*PROBLEM TO SOLVE:* Reproduce the report on global HIV treatment access word for word.

*SUPPLIED PASSAGE:*
According to a report presented by the United Nations (UN), people taking life-saving retroviral medication for have increased by tens of millions all over the world.
As per the data of UNAIDS, the Joint United Nations Program on HIV and AIDS, the number of people accessing the medicine rose from 685,000 people in 2000 to 20.9 million people in 2017.
The Executive Director of UNAIDS, Michel Sidibe, said that in South Africa in 2000 only 90 people were on treatment for HIV. But currently, South Africa is running the largest life-saving HIV treatment program, which involves 4 million people. He also added that this kind of speedy process is essential to encourage the medication and treatment that must be continued for a longer period.
The report also mentioned that because of the effective treatment, the death rate of the people having HIV has remarkably reduced. It is also concluded that if people stick to their treatment regimen, then their chances of transmission of the AIDS-causing virus decrease by 97%.
Since the program availability is high and it is also accessible to pregnant women, the chances of new born babies with HIV also showed a significant drop.
Still, challenges are there as it’s not easy to provide medicine to 17 million people with HIV, who are still unable to access the treatment. This population include 919,000 children with AIDS.
There is one more challenge, i.e., to make the HIV treatment program a public priority, especially in the regions, where the HIV infections are increasing at a higher rate. According to a recent study, the rate of new infections rose by 60% since 2010 and deaths related to HIV have also increased by 27%.

[Entries drawn from a collection]

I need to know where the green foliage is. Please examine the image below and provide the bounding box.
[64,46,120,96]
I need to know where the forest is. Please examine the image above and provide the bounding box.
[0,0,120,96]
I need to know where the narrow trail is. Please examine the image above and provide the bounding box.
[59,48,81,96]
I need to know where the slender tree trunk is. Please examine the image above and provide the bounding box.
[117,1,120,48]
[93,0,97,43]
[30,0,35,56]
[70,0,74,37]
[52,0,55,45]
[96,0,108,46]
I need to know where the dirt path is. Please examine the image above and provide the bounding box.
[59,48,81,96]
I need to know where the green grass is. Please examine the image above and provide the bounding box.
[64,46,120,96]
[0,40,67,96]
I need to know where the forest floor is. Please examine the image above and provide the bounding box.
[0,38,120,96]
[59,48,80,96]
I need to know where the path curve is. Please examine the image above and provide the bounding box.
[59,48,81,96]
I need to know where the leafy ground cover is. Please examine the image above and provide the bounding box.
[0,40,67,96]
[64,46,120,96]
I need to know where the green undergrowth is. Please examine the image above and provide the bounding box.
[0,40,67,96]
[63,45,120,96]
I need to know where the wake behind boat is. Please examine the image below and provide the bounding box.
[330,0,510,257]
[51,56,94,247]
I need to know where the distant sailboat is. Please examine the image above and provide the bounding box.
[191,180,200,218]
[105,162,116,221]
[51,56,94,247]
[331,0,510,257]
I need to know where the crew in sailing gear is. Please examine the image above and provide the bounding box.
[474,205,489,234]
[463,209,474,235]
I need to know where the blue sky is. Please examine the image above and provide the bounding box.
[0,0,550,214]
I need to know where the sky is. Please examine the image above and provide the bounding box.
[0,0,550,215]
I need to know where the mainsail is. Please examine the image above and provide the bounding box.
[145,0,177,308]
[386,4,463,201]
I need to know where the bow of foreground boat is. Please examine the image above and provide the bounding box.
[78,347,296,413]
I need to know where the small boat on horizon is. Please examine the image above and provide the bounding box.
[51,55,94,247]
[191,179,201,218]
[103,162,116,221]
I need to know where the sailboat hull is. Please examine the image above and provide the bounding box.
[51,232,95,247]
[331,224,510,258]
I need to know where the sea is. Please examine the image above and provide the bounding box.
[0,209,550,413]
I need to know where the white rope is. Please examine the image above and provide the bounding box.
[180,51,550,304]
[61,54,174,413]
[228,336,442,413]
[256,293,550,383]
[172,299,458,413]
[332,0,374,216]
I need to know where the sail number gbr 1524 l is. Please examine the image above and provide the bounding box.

*OUTPUT:*
According to a report presented by the United Nations (UN), people taking life-saving retroviral medication for have increased by tens of millions all over the world.
As per the data of UNAIDS, the Joint United Nations Program on HIV and AIDS, the number of people accessing the medicine rose from 685,000 people in 2000 to 20.9 million people in 2017.
The Executive Director of UNAIDS, Michel Sidibe, said that in South Africa in 2000 only 90 people were on treatment for HIV. But currently, South Africa is running the largest life-saving HIV treatment program, which involves 4 million people. He also added that this kind of speedy process is essential to encourage the medication and treatment that must be continued for a longer period.
The report also mentioned that because of the effective treatment, the death rate of the people having HIV has remarkably reduced. It is also concluded that if people stick to their treatment regimen, then their chances of transmission of the AIDS-causing virus decrease by 97%.
Since the program availability is high and it is also accessible to pregnant women, the chances of new born babies with HIV also showed a significant drop.
Still, challenges are there as it’s not easy to provide medicine to 17 million people with HIV, who are still unable to access the treatment. This population include 919,000 children with AIDS.
There is one more challenge, i.e., to make the HIV treatment program a public priority, especially in the regions, where the HIV infections are increasing at a higher rate. According to a recent study, the rate of new infections rose by 60% since 2010 and deaths related to HIV have also increased by 27%.